Noch seltener dopen dem Studentenalter Entwachsene. In Deutschland versuchen nur 1,5 Prozent der Erwachsenen, ihr Gehirn mit illegalen Substanzen oder nicht verschriebenen Medikamenten anzuspornen. Diesen Befund lieferte 2012 eine repräsentative Befragung des Robert-Koch-Instituts. Praktisch zum gleichen Resultat kommt eine gerade erschienene Studie aus der Schweiz.

**DIE AUFGABE**
Führen Sie den Textauszug über Hirndoping bei Erwachsenen im Anschluss an seinen letzten Satz fort.

**DATENAUSZÜGE**
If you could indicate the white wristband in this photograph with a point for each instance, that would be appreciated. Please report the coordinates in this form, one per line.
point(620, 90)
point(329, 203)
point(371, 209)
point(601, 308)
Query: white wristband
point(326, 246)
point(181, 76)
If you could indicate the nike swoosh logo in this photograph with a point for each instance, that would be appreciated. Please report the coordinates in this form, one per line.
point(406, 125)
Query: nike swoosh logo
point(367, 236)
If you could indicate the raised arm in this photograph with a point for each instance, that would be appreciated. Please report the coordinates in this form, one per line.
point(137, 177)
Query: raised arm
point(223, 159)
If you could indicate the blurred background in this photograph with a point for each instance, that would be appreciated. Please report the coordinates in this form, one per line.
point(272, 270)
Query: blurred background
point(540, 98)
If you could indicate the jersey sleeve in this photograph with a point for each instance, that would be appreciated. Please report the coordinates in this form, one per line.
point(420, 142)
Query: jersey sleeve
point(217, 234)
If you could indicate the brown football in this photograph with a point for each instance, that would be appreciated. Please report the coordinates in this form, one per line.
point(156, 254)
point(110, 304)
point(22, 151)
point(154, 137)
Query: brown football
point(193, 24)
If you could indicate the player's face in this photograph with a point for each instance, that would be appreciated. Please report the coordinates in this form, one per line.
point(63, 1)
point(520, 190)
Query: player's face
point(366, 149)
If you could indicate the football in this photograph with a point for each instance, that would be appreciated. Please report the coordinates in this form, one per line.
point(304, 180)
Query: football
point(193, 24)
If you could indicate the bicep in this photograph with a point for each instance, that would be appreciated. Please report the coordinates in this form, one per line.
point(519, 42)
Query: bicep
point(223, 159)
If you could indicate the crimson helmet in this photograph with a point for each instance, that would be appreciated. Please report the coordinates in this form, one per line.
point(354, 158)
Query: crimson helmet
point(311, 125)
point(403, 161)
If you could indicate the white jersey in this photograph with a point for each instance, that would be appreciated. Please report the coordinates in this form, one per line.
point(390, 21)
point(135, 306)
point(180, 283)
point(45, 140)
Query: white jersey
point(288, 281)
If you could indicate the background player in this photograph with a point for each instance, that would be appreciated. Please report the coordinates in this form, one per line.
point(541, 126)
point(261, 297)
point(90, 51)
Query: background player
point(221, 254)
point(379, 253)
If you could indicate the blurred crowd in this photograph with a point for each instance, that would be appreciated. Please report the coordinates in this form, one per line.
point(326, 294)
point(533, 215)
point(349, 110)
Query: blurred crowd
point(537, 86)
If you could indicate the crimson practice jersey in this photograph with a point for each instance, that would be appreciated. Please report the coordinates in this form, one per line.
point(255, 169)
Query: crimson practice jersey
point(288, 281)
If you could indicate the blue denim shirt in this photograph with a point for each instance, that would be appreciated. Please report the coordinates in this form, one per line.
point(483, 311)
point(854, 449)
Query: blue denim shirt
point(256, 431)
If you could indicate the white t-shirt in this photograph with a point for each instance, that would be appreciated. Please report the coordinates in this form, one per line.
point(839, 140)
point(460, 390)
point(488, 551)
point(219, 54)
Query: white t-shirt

**ENDGÜLTIGE ANTWORT**
Die Stimulanzien sind für ihren Placebo-Effekt bekannt

Dabei werden die Substanzen meist nicht etwa regelmäßig genommen, um womöglich zum geistigen Supermann zu mutieren. Studierende schlucken sie vielmehr vor Prüfungen, Angestellte versuchen, den Stress der Arbeit zu bewältigen. Ob das gelingt, ist eine andere Frage. Zwar sehen in der neuen Schweizer Studie zwei Drittel der Konsumenten ihre Erwartungen erfüllt (im Fall von Modafinil lediglich ein Drittel), doch gerade Stimulanzien wie Ritalin und Amphetamine sind für ihre Placebowirkungen bekannt. Die Tablettenschlucker fühlen sich aktiviert und halten sich einfach deswegen für geistig leistungsfähiger. Selbst wenn die messbare Wirkung vernachlässigbar ist, „bekommt man wahrscheinlich mehr besser erledigt, wenn man froh gestimmt ist und in der Aufgabe aufgeht“, kommentierte die Gehirndoping-Expertin Martha Farah von der University of Pennsylvania soeben im Wissenschaftsmagazin „Science“.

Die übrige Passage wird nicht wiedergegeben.